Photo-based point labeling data
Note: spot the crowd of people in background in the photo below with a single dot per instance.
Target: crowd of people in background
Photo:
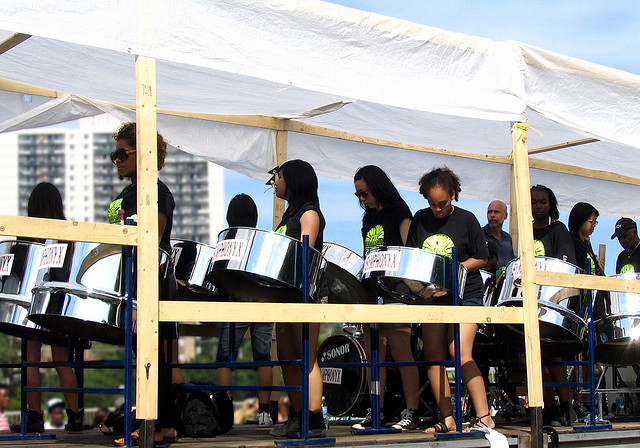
(387, 220)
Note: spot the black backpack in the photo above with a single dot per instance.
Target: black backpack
(199, 416)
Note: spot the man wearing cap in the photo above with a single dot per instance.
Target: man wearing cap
(496, 215)
(627, 233)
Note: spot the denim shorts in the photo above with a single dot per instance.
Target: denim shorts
(261, 334)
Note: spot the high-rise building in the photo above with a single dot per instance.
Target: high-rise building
(75, 158)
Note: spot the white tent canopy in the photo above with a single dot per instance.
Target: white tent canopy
(338, 68)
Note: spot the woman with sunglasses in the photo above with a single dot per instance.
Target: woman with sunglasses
(45, 201)
(552, 239)
(439, 229)
(125, 206)
(297, 183)
(582, 222)
(386, 222)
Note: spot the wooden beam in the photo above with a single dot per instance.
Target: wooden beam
(602, 255)
(529, 290)
(18, 87)
(281, 158)
(584, 141)
(147, 266)
(583, 281)
(12, 41)
(171, 311)
(58, 229)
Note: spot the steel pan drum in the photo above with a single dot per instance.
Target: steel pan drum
(19, 261)
(410, 275)
(191, 262)
(344, 270)
(80, 290)
(562, 312)
(617, 331)
(343, 387)
(258, 265)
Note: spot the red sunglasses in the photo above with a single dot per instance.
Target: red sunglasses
(362, 194)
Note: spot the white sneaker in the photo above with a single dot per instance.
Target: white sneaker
(264, 420)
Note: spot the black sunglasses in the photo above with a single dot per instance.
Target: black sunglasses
(121, 155)
(273, 171)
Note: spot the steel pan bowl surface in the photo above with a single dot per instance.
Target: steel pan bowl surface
(257, 265)
(409, 275)
(84, 296)
(617, 328)
(191, 262)
(19, 261)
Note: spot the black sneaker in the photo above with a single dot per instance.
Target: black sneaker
(581, 409)
(35, 422)
(366, 423)
(408, 420)
(292, 424)
(75, 419)
(316, 427)
(564, 417)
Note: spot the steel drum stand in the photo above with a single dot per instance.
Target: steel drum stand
(80, 364)
(376, 424)
(304, 421)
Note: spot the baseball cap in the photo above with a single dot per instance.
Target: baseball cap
(622, 226)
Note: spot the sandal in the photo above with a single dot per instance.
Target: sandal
(440, 427)
(479, 424)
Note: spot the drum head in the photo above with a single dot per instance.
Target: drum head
(343, 385)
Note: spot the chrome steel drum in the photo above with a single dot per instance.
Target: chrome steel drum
(486, 334)
(80, 290)
(344, 270)
(191, 263)
(562, 312)
(410, 275)
(343, 386)
(257, 265)
(617, 328)
(19, 261)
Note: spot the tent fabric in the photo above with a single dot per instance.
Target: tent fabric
(335, 67)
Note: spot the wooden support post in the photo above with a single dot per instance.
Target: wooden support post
(513, 213)
(147, 256)
(278, 211)
(529, 291)
(281, 157)
(602, 254)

The exercise
Locate "Note: spot the steel pan bowl" in the data above. Then repeat, exactly, its line and each line after it through the last, adding nothing.

Completed task
Note: spot the steel pan bowl surface in the photo above with a single dot per instance.
Target: steel pan bowl surface
(257, 265)
(409, 275)
(84, 296)
(617, 328)
(191, 262)
(19, 261)
Note: spot the black sneaker in the photo above with a single dot per instance.
Target: black sneaker
(581, 409)
(35, 422)
(366, 423)
(408, 420)
(292, 424)
(75, 419)
(316, 427)
(564, 417)
Note: spot the steel drum stand in the photo above with a single dot per instance.
Target: steel drum stand
(80, 364)
(376, 424)
(304, 421)
Note: spot the baseball cap in the photo above with a single dot per instance.
Target: baseball cap
(622, 226)
Note: spot the sandal in the photo above with a single dot per instance.
Target: sandal
(440, 427)
(479, 424)
Note: spot the drum head in the photo above with a single dot per instance.
Target: drum head
(343, 385)
Note: spot the chrome steel drum in the photo above with a single dot per instance.
Target: chrome steel drum
(486, 334)
(80, 290)
(344, 270)
(191, 263)
(562, 312)
(410, 275)
(343, 386)
(257, 265)
(617, 328)
(19, 261)
Note: spot the tent fabric in the photo above with a single dot per instance.
Target: tent fabric
(335, 67)
Note: spot the wooden support post in the photo above with a single dot per instance.
Target: wooden support post
(513, 213)
(147, 256)
(278, 211)
(529, 291)
(281, 157)
(602, 254)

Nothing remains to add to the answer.